(Region pointing data)
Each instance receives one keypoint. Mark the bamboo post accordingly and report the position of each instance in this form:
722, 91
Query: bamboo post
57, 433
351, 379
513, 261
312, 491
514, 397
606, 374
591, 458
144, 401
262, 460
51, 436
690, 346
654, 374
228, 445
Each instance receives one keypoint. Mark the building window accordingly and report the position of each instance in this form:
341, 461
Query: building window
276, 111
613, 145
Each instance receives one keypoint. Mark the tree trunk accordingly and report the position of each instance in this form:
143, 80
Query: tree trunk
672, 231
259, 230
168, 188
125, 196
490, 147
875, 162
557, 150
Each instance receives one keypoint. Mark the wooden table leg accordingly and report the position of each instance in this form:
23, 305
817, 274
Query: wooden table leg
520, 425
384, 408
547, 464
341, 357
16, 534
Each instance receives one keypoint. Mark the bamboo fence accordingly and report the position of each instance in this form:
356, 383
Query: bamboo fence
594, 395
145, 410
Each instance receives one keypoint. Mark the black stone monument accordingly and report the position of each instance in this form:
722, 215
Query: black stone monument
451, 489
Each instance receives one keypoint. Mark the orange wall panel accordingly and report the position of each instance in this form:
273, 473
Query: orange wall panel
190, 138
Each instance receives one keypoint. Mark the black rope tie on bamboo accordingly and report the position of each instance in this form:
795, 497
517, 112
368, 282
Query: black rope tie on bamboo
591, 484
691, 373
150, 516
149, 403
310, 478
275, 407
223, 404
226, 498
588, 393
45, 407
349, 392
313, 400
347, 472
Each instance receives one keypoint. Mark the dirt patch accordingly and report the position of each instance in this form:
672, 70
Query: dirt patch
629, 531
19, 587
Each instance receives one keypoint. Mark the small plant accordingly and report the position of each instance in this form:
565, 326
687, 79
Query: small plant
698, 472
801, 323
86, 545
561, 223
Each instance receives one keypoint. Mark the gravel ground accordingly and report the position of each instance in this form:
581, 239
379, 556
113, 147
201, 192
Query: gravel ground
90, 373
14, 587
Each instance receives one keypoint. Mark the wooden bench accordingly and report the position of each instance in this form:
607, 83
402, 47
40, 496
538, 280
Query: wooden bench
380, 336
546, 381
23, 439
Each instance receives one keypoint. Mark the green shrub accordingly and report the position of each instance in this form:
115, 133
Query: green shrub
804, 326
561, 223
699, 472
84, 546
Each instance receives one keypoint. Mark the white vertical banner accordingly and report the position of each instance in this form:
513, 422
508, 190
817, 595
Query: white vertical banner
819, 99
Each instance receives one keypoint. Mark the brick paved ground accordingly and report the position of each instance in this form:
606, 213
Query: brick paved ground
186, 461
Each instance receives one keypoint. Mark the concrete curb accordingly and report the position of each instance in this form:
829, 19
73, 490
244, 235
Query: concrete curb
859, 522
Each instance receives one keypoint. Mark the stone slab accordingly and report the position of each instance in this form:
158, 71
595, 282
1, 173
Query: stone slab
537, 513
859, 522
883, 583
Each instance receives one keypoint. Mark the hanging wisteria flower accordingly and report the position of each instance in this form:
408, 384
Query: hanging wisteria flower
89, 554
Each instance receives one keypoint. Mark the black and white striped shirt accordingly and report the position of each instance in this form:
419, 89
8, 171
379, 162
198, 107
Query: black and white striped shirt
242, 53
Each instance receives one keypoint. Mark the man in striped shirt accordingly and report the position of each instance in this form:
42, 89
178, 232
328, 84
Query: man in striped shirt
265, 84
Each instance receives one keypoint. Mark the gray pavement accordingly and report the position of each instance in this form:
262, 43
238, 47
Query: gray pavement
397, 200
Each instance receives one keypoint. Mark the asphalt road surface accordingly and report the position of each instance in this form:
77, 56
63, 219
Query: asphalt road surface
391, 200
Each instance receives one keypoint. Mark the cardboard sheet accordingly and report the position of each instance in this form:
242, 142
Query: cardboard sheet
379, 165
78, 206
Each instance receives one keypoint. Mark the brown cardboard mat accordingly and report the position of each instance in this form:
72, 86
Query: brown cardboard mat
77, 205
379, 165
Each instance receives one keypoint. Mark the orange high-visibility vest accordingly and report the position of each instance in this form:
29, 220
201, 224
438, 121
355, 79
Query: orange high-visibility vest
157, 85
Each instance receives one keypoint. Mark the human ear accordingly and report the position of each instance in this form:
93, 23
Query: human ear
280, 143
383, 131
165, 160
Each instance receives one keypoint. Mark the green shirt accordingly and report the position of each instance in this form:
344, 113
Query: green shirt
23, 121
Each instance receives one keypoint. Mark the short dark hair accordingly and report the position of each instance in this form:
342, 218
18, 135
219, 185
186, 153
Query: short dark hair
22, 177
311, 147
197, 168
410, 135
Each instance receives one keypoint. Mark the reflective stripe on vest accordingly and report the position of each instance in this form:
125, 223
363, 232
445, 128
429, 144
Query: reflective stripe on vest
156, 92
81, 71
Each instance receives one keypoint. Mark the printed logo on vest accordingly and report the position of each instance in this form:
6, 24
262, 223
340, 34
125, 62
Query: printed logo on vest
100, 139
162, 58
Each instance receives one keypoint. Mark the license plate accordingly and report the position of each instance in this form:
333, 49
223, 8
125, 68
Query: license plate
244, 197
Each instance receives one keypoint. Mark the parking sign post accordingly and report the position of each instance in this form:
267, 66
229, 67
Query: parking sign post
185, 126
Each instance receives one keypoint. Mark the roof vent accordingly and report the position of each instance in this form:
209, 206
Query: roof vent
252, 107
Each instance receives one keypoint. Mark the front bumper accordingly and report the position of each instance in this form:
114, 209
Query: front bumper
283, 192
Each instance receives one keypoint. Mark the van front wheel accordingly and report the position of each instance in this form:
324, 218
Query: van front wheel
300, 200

## AIM OF THE TASK:
Write an exact transcription of every entry above.

## OUTPUT FOR THIS EXERCISE:
Each instance receives one keypoint. Mark the bamboo post accordingly and report the position of each instance in this form:
722, 91
Query: bamboo post
57, 433
351, 379
513, 261
312, 491
514, 397
606, 374
591, 458
144, 401
262, 460
51, 436
690, 346
654, 374
228, 445
Each instance receives one keypoint. Mark the building window accordingly and report the position of each instance in this form:
341, 461
Query: building window
276, 111
613, 145
Each instance receives one keypoint. Mark the tree trunk accordingly and report the position of each instance in this form:
143, 80
Query: tree trunk
672, 231
259, 230
168, 188
125, 196
490, 147
875, 162
557, 150
Each instance receives one keypoint. Mark the wooden table leg accordingly and report the position of each instance in this form:
23, 305
817, 274
Query: wooden table leg
520, 425
384, 408
547, 464
341, 357
16, 534
Each instance receives one keypoint. Mark the bamboo fence accordingly and report the position of each instance in this form:
356, 383
Query: bamboo fence
594, 395
145, 410
Each instance receives one keypoint. Mark the black stone monument accordingly and report the position of each instance in this form:
722, 215
Query: black stone monument
451, 489
Each instance receives one keypoint. Mark the orange wall panel accordingly and report the position of each instance in this form:
273, 473
Query: orange wall panel
190, 138
Each instance receives one keypoint. Mark the black rope tie on bamboo accordingly and report the position of each instance in this form:
795, 497
517, 112
368, 282
Query: black rope tie on bamboo
591, 484
691, 373
150, 516
149, 403
310, 478
275, 407
223, 404
226, 498
588, 393
45, 407
349, 392
313, 400
347, 472
Each instance receives one keypoint. Mark the dirt patch accordingly and report the position of each instance in this form:
672, 70
Query: dirt patch
629, 531
19, 587
Each instance receives one keypoint. Mark the small plant accordingly and report the position of each instance in this form:
565, 326
687, 79
Query: small plant
698, 472
801, 323
86, 545
561, 223
Each instance receives one keypoint. Mark the gravel ground accordingly and report the position of each instance in this form:
581, 239
379, 556
113, 147
201, 192
Query: gravel ground
90, 373
14, 587
Each instance receives one keypoint. Mark the wooden bench accordingly and report the position of each instance in this form:
607, 83
402, 47
40, 496
538, 280
Query: wooden bench
380, 336
546, 381
23, 439
Each instance receives one keypoint. Mark the green shrub accordingly and report the position of each instance in this form:
115, 133
Query: green shrub
804, 326
561, 223
699, 472
84, 546
Each instance receives one keypoint. Mark the white vertical banner accordingly and report the position of each instance in this form:
513, 422
508, 190
817, 595
Query: white vertical banner
819, 99
Each instance receives one keypoint. Mark the brick paved ground accordingly and report the position of each instance in this form:
606, 213
Query: brick paved ground
186, 461
Each instance receives one keypoint. Mark the concrete curb accordingly and report the position of each instance in this form:
829, 19
73, 490
244, 235
Query: concrete curb
859, 522
Each instance receives one keypoint. Mark the stone slab accordingly and report the position of each instance in this form:
158, 71
595, 282
1, 173
Query: stone slab
537, 513
859, 522
883, 583
Each instance receives one keypoint. Mark the hanging wisteria flower accordingly and report the position of each instance in this form:
408, 384
Query: hanging wisteria flower
89, 554
Each instance receives one keypoint. Mark the black and white striped shirt accordingly and report the position of each instance in this form:
419, 89
8, 171
379, 162
198, 107
Query: black and white striped shirt
242, 53
Each instance receives one keypoint. Mark the man in striped shirt accordingly and report the position of each instance in this form:
42, 89
178, 232
328, 84
Query: man in striped shirt
265, 84
Each instance receives one keypoint. Mark the gray pavement accordingly and report the position of each instance in this form:
262, 43
238, 47
Query: gray pavement
397, 200
Each instance receives one keypoint. Mark the asphalt road surface accordingly and report the position of each instance in this form:
77, 56
63, 219
Query: asphalt road surface
391, 200
Each instance receives one keypoint. Mark the cardboard sheet accordingly and report the position of each instance in this form:
242, 142
Query: cardboard sheet
379, 165
78, 206
Each instance receives one keypoint. Mark the brown cardboard mat accordingly and report the position of each instance in this form:
72, 86
Query: brown cardboard mat
77, 205
379, 165
Each instance receives one keypoint. Mark the orange high-visibility vest accordingly and report the position of each instance in this form:
29, 220
201, 224
438, 121
355, 79
Query: orange high-visibility vest
157, 85
Each instance receives one keypoint. Mark the human ear accordingly and report the position of each instance in this form:
93, 23
Query: human ear
280, 143
383, 131
165, 160
Each instance receives one keypoint. Mark the green shirt accordingly and report the position of each instance in this form:
344, 113
Query: green shirt
23, 121
Each instance receives one keypoint. Mark the short dark hair accordingly and report the position of each instance in this form:
342, 218
18, 135
219, 185
186, 153
Query: short dark hair
22, 177
311, 147
197, 168
410, 135
Each instance receives one keypoint. Mark the reflective stripe on vest accordingly and report the position of each instance in this form:
125, 223
363, 232
445, 128
429, 144
Query: reflective stripe on vest
156, 92
81, 71
Each instance receives one keypoint. Mark the printed logo on vest accordingly and report the position of each instance in this form:
6, 24
262, 223
340, 34
125, 62
Query: printed logo on vest
100, 139
162, 58
Each instance receives one keypoint. Mark the license plate accordingly and report the position of each instance in this form:
333, 49
223, 8
125, 68
Query: license plate
244, 197
Each instance receives one keypoint. Mark the parking sign post accordingly and report the position of each instance in this form:
267, 66
229, 67
Query: parking sign post
185, 126
Each instance receives one keypoint. Mark the roof vent accordingly and report the position of each instance in this form:
209, 206
Query: roof vent
252, 107
Each instance receives one keypoint. Mark the front bumper accordingly and report the position of each instance in this form:
114, 209
Query: front bumper
283, 192
Each instance receives one keypoint. Mark the van front wheel accordingly and report the position of each instance in this form:
324, 218
Query: van front wheel
300, 200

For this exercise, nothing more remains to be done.